### Given request
Locate every line of the records below that contains the word "apartment", and copy each such line in full.
= = = = = = =
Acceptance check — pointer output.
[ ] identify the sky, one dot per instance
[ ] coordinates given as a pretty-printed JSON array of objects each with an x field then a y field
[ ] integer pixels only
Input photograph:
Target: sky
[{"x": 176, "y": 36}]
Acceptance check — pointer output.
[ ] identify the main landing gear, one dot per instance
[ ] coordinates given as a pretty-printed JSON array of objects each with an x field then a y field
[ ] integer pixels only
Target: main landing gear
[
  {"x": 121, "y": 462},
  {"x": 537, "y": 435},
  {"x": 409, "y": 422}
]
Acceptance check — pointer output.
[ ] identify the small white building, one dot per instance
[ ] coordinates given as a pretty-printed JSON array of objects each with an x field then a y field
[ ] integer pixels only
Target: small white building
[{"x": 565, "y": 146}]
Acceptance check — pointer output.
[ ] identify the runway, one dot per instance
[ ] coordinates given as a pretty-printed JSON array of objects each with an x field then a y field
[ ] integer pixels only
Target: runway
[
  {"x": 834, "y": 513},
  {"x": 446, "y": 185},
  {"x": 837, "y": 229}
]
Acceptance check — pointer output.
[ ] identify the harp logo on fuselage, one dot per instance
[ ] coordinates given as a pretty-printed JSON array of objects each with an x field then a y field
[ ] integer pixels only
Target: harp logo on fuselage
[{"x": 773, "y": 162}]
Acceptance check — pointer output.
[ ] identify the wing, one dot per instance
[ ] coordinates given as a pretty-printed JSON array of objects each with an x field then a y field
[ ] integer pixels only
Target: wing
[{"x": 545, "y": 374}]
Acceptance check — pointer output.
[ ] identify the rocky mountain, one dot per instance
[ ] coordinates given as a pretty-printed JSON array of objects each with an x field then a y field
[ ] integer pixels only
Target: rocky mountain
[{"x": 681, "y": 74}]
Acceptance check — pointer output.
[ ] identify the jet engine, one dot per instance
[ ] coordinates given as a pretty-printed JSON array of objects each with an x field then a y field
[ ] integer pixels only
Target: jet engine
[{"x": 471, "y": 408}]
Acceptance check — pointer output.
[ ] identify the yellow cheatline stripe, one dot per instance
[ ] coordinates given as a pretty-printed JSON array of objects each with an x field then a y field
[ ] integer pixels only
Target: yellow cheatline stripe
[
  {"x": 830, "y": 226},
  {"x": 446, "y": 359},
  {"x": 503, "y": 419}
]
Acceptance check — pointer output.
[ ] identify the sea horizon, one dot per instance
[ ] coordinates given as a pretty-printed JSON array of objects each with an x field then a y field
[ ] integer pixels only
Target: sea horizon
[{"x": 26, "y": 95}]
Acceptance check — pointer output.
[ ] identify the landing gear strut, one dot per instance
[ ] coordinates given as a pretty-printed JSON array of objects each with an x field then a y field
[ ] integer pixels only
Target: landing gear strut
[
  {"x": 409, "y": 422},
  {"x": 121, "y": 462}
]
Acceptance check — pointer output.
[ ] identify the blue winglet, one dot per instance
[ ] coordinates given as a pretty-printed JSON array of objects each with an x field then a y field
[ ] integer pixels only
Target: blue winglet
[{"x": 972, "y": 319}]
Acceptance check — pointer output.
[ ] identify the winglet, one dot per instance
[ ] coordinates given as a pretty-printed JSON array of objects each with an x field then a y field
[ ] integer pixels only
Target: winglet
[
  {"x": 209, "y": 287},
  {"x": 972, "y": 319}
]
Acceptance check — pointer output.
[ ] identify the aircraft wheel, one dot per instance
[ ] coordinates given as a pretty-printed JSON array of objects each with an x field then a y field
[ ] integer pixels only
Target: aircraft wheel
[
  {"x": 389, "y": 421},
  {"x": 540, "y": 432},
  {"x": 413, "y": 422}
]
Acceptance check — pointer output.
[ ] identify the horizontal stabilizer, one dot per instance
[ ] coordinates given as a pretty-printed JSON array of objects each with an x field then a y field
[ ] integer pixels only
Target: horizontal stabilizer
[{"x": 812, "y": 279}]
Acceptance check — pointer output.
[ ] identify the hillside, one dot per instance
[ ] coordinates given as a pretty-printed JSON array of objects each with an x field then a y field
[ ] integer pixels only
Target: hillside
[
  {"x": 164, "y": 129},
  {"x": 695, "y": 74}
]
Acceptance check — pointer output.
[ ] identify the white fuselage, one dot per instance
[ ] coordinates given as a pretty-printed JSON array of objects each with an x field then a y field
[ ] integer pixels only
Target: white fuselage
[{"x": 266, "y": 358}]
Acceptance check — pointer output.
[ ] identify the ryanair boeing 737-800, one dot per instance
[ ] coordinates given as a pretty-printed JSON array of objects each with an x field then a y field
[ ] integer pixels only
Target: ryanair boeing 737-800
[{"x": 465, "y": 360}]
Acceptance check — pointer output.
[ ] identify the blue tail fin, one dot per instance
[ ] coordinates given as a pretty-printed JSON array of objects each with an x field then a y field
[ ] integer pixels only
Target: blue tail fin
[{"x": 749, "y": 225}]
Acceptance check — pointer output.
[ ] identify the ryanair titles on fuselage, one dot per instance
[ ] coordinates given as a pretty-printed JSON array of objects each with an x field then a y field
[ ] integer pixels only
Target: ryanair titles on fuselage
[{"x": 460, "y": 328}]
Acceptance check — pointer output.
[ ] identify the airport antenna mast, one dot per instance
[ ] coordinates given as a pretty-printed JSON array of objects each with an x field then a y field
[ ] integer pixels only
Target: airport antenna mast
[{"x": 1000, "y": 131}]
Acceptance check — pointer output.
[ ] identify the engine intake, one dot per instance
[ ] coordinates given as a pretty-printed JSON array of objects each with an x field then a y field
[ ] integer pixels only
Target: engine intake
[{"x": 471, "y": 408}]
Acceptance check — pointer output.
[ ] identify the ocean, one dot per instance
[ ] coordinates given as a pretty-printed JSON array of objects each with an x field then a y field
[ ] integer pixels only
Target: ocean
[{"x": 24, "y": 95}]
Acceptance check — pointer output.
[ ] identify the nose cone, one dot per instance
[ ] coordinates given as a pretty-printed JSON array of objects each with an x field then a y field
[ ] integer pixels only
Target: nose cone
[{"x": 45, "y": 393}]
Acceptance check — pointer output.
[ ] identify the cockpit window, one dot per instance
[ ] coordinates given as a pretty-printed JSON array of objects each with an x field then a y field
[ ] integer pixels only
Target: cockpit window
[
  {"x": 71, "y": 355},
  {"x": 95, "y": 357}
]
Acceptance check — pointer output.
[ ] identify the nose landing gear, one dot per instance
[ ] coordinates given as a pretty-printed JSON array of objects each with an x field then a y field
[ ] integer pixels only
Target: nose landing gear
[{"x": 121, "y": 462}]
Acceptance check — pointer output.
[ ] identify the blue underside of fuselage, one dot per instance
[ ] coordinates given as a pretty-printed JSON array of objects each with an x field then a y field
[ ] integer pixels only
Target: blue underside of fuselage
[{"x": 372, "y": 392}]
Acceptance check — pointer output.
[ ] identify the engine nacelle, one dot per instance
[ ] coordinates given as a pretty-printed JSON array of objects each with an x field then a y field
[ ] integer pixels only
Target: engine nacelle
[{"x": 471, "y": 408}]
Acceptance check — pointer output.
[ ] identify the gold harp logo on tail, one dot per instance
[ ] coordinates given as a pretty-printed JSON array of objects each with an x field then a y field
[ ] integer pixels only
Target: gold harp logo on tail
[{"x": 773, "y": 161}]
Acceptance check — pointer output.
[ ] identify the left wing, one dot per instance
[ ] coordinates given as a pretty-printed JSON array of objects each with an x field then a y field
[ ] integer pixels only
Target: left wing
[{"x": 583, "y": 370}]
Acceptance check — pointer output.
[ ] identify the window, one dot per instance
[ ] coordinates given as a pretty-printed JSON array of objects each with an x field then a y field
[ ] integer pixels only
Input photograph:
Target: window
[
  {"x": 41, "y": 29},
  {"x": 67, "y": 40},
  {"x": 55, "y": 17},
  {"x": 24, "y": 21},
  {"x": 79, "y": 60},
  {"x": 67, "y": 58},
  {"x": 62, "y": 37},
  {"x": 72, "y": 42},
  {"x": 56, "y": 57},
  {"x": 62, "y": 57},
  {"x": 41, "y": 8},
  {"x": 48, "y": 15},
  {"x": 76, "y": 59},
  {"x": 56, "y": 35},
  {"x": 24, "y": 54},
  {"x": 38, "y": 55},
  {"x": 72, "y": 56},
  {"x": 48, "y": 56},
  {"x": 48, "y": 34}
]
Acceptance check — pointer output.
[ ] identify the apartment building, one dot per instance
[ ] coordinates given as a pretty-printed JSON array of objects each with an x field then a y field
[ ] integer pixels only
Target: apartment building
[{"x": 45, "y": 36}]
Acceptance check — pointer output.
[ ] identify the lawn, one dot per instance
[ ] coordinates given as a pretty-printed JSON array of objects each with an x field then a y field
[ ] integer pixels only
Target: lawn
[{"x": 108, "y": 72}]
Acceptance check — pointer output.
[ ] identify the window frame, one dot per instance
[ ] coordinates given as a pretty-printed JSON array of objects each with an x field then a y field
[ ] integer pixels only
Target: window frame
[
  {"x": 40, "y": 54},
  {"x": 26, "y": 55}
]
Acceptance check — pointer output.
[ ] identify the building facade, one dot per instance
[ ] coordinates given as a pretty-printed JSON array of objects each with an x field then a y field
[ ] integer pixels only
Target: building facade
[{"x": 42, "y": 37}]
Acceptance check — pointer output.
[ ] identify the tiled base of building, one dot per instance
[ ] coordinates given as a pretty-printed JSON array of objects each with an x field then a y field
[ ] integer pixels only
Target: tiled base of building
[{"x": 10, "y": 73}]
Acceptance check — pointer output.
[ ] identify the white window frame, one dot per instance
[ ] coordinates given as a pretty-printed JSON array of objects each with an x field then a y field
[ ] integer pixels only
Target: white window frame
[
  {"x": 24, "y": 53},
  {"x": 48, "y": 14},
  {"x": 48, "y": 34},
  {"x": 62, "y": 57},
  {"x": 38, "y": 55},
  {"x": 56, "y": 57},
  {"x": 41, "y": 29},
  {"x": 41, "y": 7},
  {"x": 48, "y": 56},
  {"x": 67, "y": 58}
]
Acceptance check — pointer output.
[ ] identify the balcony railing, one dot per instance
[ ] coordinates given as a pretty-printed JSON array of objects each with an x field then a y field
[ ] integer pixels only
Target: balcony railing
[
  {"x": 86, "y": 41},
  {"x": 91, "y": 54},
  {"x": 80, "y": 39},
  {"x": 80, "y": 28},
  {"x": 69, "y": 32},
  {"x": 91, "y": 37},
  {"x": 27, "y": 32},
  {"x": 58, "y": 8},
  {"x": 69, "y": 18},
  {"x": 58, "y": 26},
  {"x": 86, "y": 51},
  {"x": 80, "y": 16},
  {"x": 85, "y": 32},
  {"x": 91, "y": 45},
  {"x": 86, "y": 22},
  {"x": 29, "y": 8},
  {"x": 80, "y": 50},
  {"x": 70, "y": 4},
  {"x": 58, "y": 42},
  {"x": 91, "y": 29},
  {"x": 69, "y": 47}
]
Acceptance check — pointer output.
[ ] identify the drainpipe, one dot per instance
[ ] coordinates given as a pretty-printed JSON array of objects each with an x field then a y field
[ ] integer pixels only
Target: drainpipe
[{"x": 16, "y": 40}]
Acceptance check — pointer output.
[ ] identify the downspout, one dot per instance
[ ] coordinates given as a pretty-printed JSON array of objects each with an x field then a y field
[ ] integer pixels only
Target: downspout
= = = = = = =
### Result
[ ] identify the apartment building, one dot per instance
Target: apartment building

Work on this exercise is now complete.